▸ **RECORD SET**:
>>

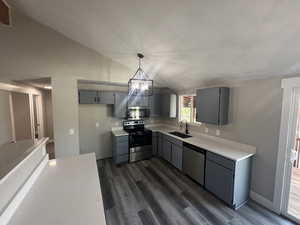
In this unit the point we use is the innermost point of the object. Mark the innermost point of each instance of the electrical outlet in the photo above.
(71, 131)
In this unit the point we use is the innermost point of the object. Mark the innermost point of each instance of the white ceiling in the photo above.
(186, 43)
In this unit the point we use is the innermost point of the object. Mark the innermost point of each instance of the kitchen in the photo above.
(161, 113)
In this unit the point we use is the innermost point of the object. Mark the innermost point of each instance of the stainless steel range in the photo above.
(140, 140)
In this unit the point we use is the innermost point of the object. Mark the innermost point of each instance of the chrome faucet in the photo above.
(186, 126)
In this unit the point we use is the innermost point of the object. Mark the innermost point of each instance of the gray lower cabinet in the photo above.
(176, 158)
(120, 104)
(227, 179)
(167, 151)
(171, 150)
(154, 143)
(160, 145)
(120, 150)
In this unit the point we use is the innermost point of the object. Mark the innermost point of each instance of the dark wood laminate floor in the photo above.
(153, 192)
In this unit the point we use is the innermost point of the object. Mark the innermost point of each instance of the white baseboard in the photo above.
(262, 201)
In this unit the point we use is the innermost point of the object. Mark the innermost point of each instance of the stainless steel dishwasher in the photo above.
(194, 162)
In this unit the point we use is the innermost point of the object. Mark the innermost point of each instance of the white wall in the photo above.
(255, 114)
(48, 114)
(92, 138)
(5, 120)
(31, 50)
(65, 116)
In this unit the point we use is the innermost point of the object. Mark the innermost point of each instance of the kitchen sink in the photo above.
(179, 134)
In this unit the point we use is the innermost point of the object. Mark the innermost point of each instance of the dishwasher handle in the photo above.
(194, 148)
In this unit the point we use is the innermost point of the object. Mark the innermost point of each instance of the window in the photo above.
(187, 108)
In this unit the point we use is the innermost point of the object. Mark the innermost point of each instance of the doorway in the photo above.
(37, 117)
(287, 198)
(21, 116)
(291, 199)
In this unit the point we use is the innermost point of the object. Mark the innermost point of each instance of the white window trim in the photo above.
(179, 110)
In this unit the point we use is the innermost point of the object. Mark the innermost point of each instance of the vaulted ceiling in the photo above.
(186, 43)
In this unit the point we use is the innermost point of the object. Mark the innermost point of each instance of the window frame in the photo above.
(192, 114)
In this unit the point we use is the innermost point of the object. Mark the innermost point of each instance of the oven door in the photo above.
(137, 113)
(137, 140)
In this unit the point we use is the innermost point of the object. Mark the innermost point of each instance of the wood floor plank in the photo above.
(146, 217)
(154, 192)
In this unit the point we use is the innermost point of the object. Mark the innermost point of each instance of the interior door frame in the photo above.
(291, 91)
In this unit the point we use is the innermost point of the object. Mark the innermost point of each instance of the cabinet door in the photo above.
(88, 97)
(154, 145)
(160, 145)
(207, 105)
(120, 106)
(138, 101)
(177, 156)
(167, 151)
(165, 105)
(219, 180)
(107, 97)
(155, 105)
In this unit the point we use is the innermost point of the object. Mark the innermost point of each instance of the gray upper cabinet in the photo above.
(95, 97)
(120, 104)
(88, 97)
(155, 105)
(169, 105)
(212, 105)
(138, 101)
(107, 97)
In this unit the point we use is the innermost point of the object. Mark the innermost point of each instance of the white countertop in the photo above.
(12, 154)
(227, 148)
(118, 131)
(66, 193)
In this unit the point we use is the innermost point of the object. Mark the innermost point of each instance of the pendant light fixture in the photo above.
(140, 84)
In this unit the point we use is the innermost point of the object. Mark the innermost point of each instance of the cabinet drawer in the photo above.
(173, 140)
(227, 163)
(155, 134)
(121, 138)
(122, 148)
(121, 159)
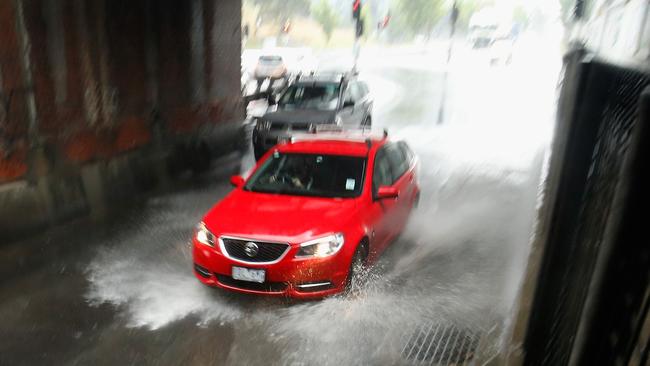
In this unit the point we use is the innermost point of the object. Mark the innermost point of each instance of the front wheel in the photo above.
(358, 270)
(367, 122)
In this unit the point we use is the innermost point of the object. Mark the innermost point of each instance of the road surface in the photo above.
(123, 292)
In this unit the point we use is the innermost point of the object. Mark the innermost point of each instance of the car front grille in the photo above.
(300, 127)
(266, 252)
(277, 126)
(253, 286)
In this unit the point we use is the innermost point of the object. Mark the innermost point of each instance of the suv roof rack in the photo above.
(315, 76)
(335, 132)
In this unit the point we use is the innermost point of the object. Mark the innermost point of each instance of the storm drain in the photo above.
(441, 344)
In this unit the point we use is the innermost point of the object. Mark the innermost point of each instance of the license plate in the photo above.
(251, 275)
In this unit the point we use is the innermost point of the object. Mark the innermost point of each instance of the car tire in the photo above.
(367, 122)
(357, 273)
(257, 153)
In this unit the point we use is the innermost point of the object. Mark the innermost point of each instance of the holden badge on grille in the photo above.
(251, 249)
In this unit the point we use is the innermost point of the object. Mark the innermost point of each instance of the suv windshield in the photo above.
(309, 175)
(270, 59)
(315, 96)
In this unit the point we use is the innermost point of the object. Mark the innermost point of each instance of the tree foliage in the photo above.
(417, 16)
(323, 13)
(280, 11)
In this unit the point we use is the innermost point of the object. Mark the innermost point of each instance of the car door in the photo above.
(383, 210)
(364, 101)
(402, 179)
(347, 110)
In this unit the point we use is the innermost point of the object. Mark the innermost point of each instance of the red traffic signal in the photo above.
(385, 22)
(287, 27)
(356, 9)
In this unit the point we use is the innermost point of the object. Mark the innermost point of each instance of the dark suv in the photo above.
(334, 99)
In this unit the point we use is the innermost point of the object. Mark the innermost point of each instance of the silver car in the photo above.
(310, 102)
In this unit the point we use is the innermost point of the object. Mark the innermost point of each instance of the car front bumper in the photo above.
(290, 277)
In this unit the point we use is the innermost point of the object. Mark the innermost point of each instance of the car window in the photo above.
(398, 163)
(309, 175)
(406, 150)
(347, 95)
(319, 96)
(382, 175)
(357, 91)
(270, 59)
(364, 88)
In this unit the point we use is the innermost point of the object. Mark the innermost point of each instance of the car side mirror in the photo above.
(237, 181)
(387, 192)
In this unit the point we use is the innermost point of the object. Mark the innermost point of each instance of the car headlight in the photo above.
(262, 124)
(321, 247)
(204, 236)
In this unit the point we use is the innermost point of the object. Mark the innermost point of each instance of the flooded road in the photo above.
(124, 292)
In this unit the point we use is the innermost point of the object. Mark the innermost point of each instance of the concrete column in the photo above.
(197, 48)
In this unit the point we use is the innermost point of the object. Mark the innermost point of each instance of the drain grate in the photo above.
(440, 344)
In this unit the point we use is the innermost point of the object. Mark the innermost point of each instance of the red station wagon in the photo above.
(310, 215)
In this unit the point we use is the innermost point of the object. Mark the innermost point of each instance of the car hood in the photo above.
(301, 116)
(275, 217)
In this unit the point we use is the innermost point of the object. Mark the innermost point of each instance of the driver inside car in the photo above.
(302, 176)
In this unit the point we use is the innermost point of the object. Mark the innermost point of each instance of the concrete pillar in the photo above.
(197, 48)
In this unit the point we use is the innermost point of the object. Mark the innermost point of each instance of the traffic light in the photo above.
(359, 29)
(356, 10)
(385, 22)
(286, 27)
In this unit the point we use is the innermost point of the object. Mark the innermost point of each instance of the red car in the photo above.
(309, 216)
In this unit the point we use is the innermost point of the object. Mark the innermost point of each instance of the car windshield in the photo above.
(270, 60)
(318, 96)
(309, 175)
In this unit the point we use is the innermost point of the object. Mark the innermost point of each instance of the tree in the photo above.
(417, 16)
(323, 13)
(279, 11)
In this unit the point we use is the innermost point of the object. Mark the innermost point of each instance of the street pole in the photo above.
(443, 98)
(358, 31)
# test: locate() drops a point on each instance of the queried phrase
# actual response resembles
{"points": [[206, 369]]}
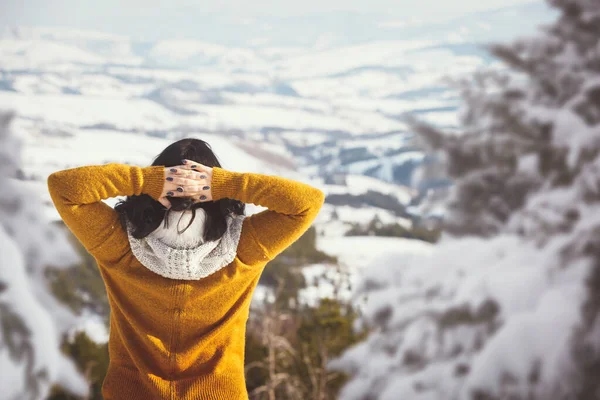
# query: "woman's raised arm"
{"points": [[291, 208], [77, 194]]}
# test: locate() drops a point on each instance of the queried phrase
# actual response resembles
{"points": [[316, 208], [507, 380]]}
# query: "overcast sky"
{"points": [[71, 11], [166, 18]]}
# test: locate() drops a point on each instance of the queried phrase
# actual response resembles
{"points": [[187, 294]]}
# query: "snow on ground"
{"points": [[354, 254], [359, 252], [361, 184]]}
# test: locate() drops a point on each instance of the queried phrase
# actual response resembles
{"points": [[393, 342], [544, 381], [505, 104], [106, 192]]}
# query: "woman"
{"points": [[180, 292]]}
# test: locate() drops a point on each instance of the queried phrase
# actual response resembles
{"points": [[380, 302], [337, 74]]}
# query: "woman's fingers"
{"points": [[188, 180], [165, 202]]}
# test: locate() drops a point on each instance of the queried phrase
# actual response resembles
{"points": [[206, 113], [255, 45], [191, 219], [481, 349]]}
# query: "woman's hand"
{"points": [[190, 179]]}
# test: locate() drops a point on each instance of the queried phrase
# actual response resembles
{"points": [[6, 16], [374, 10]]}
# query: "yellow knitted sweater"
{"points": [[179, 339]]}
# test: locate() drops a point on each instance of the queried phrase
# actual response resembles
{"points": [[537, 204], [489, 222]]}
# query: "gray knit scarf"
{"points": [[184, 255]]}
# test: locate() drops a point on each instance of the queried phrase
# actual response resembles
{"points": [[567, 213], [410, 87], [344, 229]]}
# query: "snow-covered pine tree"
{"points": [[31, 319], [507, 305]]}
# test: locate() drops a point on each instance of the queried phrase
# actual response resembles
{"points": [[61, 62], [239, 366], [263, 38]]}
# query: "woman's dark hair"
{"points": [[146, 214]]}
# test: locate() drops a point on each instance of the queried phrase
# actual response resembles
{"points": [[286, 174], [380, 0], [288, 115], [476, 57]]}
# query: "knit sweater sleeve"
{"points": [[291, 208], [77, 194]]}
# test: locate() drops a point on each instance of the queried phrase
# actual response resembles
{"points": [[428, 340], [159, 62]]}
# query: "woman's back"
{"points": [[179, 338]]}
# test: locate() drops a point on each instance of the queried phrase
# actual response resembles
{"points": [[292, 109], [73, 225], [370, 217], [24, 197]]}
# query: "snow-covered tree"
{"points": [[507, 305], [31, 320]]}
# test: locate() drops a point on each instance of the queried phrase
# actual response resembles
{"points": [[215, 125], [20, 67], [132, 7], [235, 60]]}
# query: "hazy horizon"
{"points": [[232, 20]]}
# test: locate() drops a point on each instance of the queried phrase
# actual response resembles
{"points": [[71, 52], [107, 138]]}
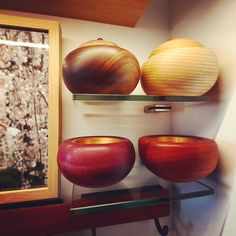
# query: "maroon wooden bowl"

<<

▸ **WHAT TO DO**: State how many lines of the data above contain the string "concrete", with case taken into account. Reply with the number alone.

▸ **FINAL RESULT**: 2